-- YOUR TASK --
Can you rescale the lines that begin at the one containing "TARGET = bare rock slope" and run through the end of the listing? Reproduce only those lines, multiplying every point coordinate by 0.45, rounding to whole numbers with halves going up, and leaving all other text unchanged.

-- THE DATA --
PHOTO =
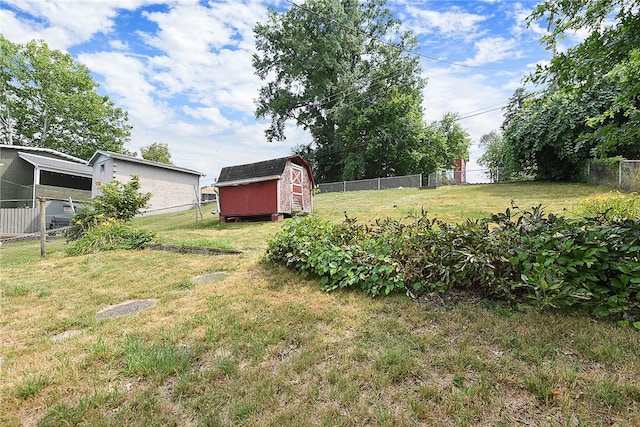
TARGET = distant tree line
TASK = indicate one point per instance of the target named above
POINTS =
(589, 100)
(343, 70)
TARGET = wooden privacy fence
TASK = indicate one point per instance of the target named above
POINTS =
(19, 221)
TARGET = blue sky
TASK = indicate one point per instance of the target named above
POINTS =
(182, 68)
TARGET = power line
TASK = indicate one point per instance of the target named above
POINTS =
(480, 113)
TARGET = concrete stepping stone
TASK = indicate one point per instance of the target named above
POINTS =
(125, 308)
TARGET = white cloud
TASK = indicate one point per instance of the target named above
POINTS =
(62, 23)
(125, 81)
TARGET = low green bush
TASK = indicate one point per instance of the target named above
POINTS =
(527, 258)
(110, 235)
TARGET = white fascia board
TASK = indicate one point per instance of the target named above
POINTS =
(247, 181)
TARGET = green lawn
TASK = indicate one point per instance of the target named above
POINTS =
(262, 346)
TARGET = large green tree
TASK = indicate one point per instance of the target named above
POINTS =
(588, 104)
(48, 100)
(342, 70)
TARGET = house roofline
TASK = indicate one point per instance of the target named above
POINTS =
(124, 157)
(247, 181)
(43, 150)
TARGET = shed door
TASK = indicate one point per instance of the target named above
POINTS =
(297, 184)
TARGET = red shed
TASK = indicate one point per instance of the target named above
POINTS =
(272, 188)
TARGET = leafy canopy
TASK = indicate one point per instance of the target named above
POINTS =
(589, 105)
(341, 69)
(47, 100)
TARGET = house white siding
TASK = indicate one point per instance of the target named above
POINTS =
(172, 190)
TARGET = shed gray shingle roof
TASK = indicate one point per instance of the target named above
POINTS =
(101, 155)
(268, 169)
(57, 165)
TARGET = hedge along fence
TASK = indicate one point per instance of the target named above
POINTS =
(529, 259)
(615, 172)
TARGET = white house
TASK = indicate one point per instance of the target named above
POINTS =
(173, 188)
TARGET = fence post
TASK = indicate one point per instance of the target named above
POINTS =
(619, 174)
(43, 229)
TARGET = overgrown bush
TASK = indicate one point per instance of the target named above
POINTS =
(102, 224)
(613, 207)
(528, 258)
(110, 235)
(118, 201)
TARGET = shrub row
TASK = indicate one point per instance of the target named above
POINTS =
(524, 257)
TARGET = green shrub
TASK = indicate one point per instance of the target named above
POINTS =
(116, 201)
(528, 258)
(613, 207)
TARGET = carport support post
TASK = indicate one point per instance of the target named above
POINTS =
(43, 228)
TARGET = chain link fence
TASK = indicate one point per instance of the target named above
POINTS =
(629, 175)
(407, 181)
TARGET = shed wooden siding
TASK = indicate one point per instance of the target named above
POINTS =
(256, 199)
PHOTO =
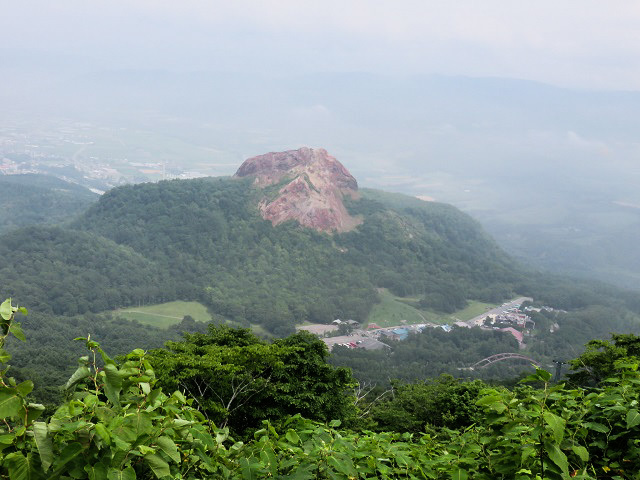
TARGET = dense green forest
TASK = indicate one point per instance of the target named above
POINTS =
(33, 199)
(205, 240)
(280, 411)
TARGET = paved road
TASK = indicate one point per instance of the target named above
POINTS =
(516, 302)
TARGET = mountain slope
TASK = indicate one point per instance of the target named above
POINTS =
(207, 240)
(36, 199)
(209, 233)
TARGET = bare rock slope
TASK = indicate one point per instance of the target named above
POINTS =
(312, 185)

-- THE ANSWER --
TARGET = bare rock slope
TASK = indicate one point per instance of the target named above
POINTS =
(140, 83)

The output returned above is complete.